◆ Problem details:
Recast all of the material below as a numbered list, skipping any blank lines and leaving the pictures out.

◆ Records provided:
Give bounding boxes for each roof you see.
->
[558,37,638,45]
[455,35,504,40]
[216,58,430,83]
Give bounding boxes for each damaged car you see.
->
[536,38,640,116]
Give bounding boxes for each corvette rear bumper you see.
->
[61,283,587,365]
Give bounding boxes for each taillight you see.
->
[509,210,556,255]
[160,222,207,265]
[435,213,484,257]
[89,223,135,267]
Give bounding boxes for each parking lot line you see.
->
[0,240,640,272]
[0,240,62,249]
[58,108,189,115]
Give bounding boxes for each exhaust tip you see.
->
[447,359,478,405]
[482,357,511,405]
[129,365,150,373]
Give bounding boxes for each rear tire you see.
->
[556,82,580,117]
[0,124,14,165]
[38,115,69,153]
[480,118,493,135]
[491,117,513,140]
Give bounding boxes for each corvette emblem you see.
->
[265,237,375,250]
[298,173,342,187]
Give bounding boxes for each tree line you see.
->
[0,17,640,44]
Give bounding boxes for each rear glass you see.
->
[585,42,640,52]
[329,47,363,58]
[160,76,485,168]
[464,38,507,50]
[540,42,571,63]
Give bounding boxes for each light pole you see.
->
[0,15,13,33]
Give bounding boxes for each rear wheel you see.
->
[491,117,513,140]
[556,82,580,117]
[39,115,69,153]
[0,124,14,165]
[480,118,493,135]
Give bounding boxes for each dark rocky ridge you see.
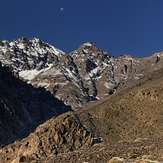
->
[0,38,163,110]
[0,64,71,145]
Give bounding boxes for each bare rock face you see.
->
[0,112,93,163]
[0,38,163,110]
[0,64,71,145]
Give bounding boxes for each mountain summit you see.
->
[0,38,162,110]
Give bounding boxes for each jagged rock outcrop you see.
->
[0,64,71,145]
[0,112,93,163]
[0,38,163,110]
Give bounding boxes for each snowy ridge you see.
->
[0,38,162,109]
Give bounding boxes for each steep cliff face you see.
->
[0,112,93,163]
[0,38,163,110]
[0,64,71,145]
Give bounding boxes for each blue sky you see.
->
[0,0,163,57]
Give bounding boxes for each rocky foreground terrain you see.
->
[0,38,163,163]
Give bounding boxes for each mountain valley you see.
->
[0,37,163,163]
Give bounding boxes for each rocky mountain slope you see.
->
[0,65,163,163]
[0,64,71,145]
[0,112,93,163]
[0,38,163,163]
[0,38,163,110]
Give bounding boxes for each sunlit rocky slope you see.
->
[0,38,163,163]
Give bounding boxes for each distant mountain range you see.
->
[0,37,163,163]
[0,38,163,110]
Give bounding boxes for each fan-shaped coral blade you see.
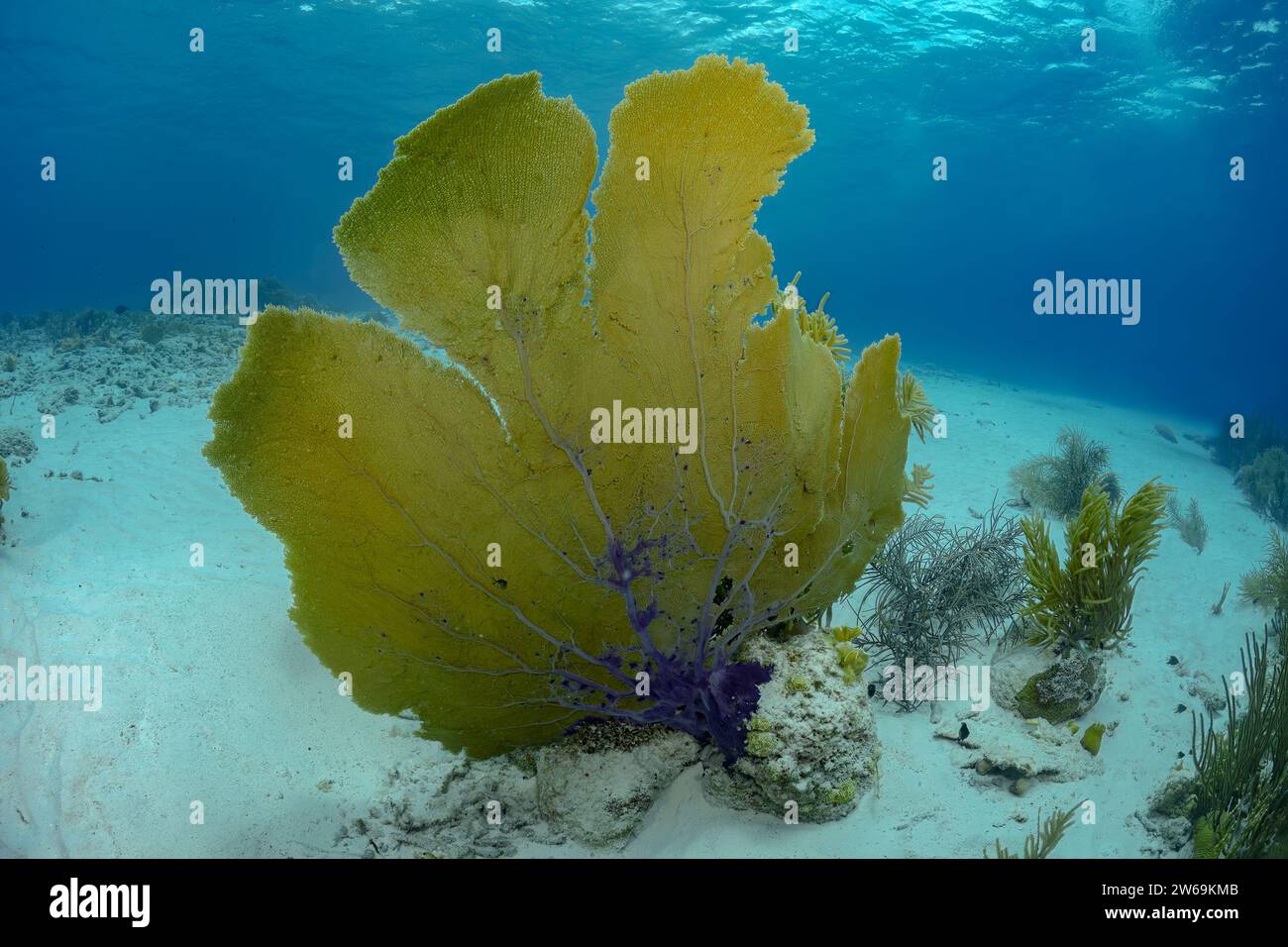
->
[206,309,628,755]
[335,72,596,434]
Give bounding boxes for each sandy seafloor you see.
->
[0,329,1267,858]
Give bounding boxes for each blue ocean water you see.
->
[0,0,1288,423]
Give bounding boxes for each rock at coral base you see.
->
[1136,772,1198,852]
[991,644,1105,723]
[535,723,698,848]
[702,631,881,822]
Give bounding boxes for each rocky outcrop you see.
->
[702,630,881,822]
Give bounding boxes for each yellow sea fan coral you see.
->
[206,56,926,756]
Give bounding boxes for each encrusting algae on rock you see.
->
[206,56,930,763]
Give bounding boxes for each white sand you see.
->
[0,363,1267,857]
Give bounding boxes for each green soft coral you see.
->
[1022,478,1171,651]
[206,56,924,755]
[0,458,9,536]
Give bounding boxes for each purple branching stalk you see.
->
[499,331,836,763]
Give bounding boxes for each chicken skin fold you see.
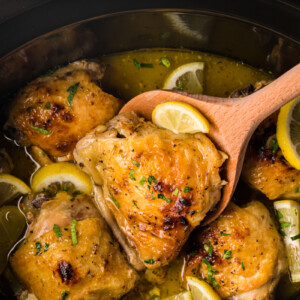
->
[74,112,226,268]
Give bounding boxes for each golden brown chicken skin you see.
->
[74,113,225,268]
[10,192,138,300]
[242,113,300,200]
[186,201,286,300]
[6,60,121,159]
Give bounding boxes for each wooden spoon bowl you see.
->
[120,64,300,225]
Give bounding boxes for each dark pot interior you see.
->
[0,10,300,101]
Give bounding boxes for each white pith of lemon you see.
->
[0,174,31,205]
[31,162,93,194]
[274,200,300,282]
[152,101,209,133]
[276,96,300,170]
[163,62,204,94]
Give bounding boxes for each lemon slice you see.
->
[277,96,300,170]
[274,200,300,282]
[163,291,192,300]
[152,101,209,133]
[163,62,204,94]
[0,174,31,205]
[186,276,221,300]
[31,162,93,194]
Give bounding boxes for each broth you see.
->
[0,49,300,300]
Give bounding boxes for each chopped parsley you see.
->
[160,57,171,68]
[173,188,179,196]
[280,221,291,228]
[53,224,62,237]
[129,169,136,180]
[202,258,219,288]
[148,175,157,184]
[269,138,279,154]
[204,242,212,256]
[223,250,232,259]
[30,125,52,134]
[44,243,50,252]
[182,186,192,194]
[133,160,141,167]
[71,219,78,245]
[144,258,154,265]
[277,210,283,219]
[35,242,42,255]
[157,194,172,203]
[221,231,230,236]
[109,194,120,208]
[67,82,79,110]
[291,234,300,241]
[61,291,70,300]
[139,176,146,185]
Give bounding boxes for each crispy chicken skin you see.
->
[186,201,286,300]
[242,113,300,200]
[6,60,121,159]
[10,192,137,300]
[74,113,225,268]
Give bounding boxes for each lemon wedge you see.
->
[0,174,31,205]
[163,62,204,94]
[186,276,221,300]
[277,96,300,170]
[31,162,93,194]
[152,101,209,133]
[163,291,192,300]
[274,200,300,282]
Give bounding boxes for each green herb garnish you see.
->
[291,234,300,241]
[139,176,146,185]
[133,160,141,167]
[204,242,212,256]
[53,224,62,237]
[182,186,192,194]
[109,194,120,208]
[44,243,50,252]
[30,125,52,134]
[35,242,42,255]
[144,258,154,265]
[157,194,172,203]
[160,57,171,68]
[173,188,179,196]
[129,169,136,180]
[71,219,78,245]
[67,82,79,110]
[61,291,70,300]
[269,138,279,154]
[221,231,230,236]
[223,250,232,259]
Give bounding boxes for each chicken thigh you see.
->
[74,113,226,268]
[6,60,121,160]
[10,192,138,300]
[186,201,286,300]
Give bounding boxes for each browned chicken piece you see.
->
[74,113,226,268]
[242,113,300,200]
[10,192,138,300]
[186,201,286,300]
[6,60,121,160]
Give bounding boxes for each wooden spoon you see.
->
[120,64,300,225]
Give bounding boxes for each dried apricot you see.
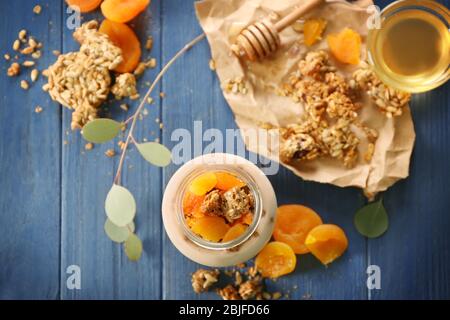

◆ Problem solution:
1. Give bounding boxes for each roof you see.
2. ->
3. [558,37,638,45]
4. [455,35,504,40]
5. [216,58,430,83]
6. Give bounding boxes for each damaged car you see.
7. ->
8. [536,38,640,116]
9. Give bounding boxes for each corvette rear bumper you see.
10. ->
11. [61,283,587,365]
12. Give bounding boxes for each taillight you see.
13. ->
14. [509,210,556,255]
15. [160,222,207,265]
16. [435,213,484,257]
17. [89,223,135,267]
18. Give bounding boxes for each parking lot line you see.
19. ->
20. [0,240,640,272]
21. [0,240,62,249]
22. [58,108,189,115]
23. Give bounding boxes for each exhaust tip you see.
24. ->
25. [447,359,478,405]
26. [482,357,511,405]
27. [129,365,150,373]
28. Give bounding boxes for each rear tire you see.
29. ->
30. [556,82,580,117]
31. [0,124,14,165]
32. [38,115,69,153]
33. [480,118,493,135]
34. [491,117,513,140]
35. Give bounding boxes for each corvette emblem you see.
36. ->
37. [265,237,375,250]
38. [298,173,342,187]
39. Give bounding boxes for each tree line you see.
40. ->
41. [0,17,640,44]
42. Give bounding boxes for each rear glass you see.
43. ->
44. [585,42,640,52]
45. [329,47,363,58]
46. [160,76,485,168]
47. [464,38,507,50]
48. [540,42,571,63]
49. Give bounding boxes for each light pole you see.
50. ->
51. [0,15,13,33]
52. Give bounding boxes for each rear wheel you see.
53. ->
54. [491,117,513,140]
55. [556,82,580,117]
56. [39,115,69,153]
57. [0,124,14,165]
58. [480,118,493,135]
59. Give bounding boxes for each dark rocky ridge you see.
60. ->
61. [0,38,163,110]
62. [0,64,71,145]
63. Give bounding boxes for each bare rock face you see.
64. ->
65. [0,112,93,163]
66. [0,38,163,110]
67. [0,64,71,145]
68. Give bounding boxes for each mountain summit you see.
69. ->
70. [0,38,162,110]
71. Give bounding boxes for each jagged rock outcrop you see.
72. ->
73. [0,64,71,145]
74. [0,112,93,163]
75. [0,38,163,110]
76. Give bounding boxes for each snowy ridge you see.
77. ->
78. [0,38,162,109]
79. Give bounding boxes for each steep cliff face you see.
80. ->
81. [0,112,93,163]
82. [0,38,163,110]
83. [0,64,71,145]
84. Give bounding boxes for each blue sky you see.
85. ->
86. [0,0,163,57]
87. Give bounding boxes for each rocky foreground terrain you see.
88. ->
89. [0,38,163,163]
90. Give bounding boxes for each mountain valley you see.
91. ->
92. [0,37,163,163]
93. Give bounding boxes for each rocky mountain slope you see.
94. ->
95. [0,65,163,163]
96. [0,64,71,145]
97. [0,112,93,163]
98. [0,38,163,163]
99. [0,38,163,110]
100. Give bounding boxes for each sunlit rocky slope you see.
101. ->
102. [0,38,163,163]
103. Give bounding boxes for each distant mountain range you see.
104. ->
105. [0,37,163,163]
106. [0,38,163,110]
107. Give bounding boxes for each fan-shaped coral blade you see.
108. ->
109. [206,309,628,755]
110. [335,72,596,434]
111. Give bounding boxes for each sandy seafloor you see.
112. ->
113. [0,329,1267,858]
114. Give bounding boxes for each blue ocean water you see.
115. ->
116. [0,0,1288,423]
117. Give bounding boxes for each rock at coral base you see.
118. ->
119. [1136,772,1198,852]
120. [991,644,1105,723]
121. [535,723,698,848]
122. [702,631,881,822]
123. Give bounding boxes for each rocky outcrop you see.
124. ->
125. [702,630,881,822]
126. Give bounding boxes for each yellow sea fan coral you see.
127. ->
128. [206,56,926,756]
129. Give bounding boxes for each encrusting algae on rock you see.
130. ->
131. [206,56,930,763]
132. Give bounding boxes for each white sand you see.
133. ->
134. [0,363,1267,857]
135. Give bounding boxes for each green soft coral you see.
136. ->
137. [1022,478,1171,651]
138. [206,56,924,755]
139. [0,458,9,536]
140. Give bounding boxes for each purple branching stalk you see.
141. ->
142. [499,331,836,763]
143. Give bounding boxes for each chicken skin fold you see.
144. ->
145. [74,112,226,268]
146. Give bounding boxes for each golden brown chicken skin you see.
147. ->
148. [74,113,225,268]
149. [10,192,138,300]
150. [242,113,300,200]
151. [186,201,286,300]
152. [6,60,121,159]
153. Give bounding boxes for each wooden spoon bowl you see.
154. ->
155. [120,64,300,225]
156. Give bounding boxes for each dark pot interior you see.
157. ->
158. [0,10,300,101]
159. Give bounding boxes for each white pith of lemon you see.
160. ->
161. [0,174,31,205]
162. [31,162,93,194]
163. [274,200,300,282]
164. [152,101,209,133]
165. [276,96,300,170]
166. [163,62,204,94]
167. Give bounding boxes for each lemon slice you see.
168. ->
169. [277,96,300,170]
170. [274,200,300,282]
171. [163,291,192,300]
172. [152,101,209,133]
173. [163,62,204,94]
174. [0,174,31,205]
175. [186,276,221,300]
176. [31,162,93,194]
177. Give bounding boxes for each broth you see.
178. ->
179. [0,49,300,300]
180. Give bounding boxes for each chopped parsley you see.
181. ->
182. [160,57,171,68]
183. [173,188,179,196]
184. [280,221,291,228]
185. [53,224,62,237]
186. [129,169,136,180]
187. [202,258,219,288]
188. [148,175,157,184]
189. [269,138,279,154]
190. [204,242,212,256]
191. [223,250,232,259]
192. [30,125,52,134]
193. [44,243,50,252]
194. [182,186,192,194]
195. [133,160,141,167]
196. [71,219,78,245]
197. [144,258,154,265]
198. [277,210,283,219]
199. [35,242,42,255]
200. [157,194,172,203]
201. [221,231,230,236]
202. [109,194,120,208]
203. [67,82,79,110]
204. [291,234,300,241]
205. [61,291,70,300]
206. [139,176,146,185]
207. Give bounding boxes for each crispy chicken skin you see.
208. ->
209. [186,201,286,300]
210. [242,113,300,200]
211. [6,60,121,159]
212. [10,192,137,300]
213. [74,113,225,268]
214. Give bounding boxes for each lemon wedge you see.
215. ->
216. [0,174,31,205]
217. [163,62,204,94]
218. [186,276,221,300]
219. [277,96,300,170]
220. [31,162,93,194]
221. [152,101,209,133]
222. [163,291,192,300]
223. [274,200,300,282]
224. Give bounding boxes for each green herb garnish you see.
225. ->
226. [291,234,300,241]
227. [139,176,146,185]
228. [133,160,141,167]
229. [204,242,212,256]
230. [53,224,62,237]
231. [182,186,192,194]
232. [109,194,120,208]
233. [44,243,50,252]
234. [30,125,52,134]
235. [35,242,42,255]
236. [144,258,154,265]
237. [157,194,172,203]
238. [160,57,171,68]
239. [173,188,179,196]
240. [129,169,136,180]
241. [71,219,78,245]
242. [67,82,79,110]
243. [61,291,70,300]
244. [269,138,279,154]
245. [221,231,230,236]
246. [223,250,232,259]
247. Give bounding boxes for each chicken thigh you see.
248. ->
249. [74,113,226,268]
250. [6,60,121,160]
251. [10,192,138,300]
252. [186,201,286,300]
253. Give bounding boxes for each browned chicken piece you see.
254. ->
255. [74,113,226,268]
256. [242,113,300,200]
257. [10,192,138,300]
258. [186,201,286,300]
259. [6,60,121,160]
260. Give bounding boxes for each wooden spoon you see.
261. ->
262. [120,64,300,225]
263. Give bounding boxes for each dried apricot you see.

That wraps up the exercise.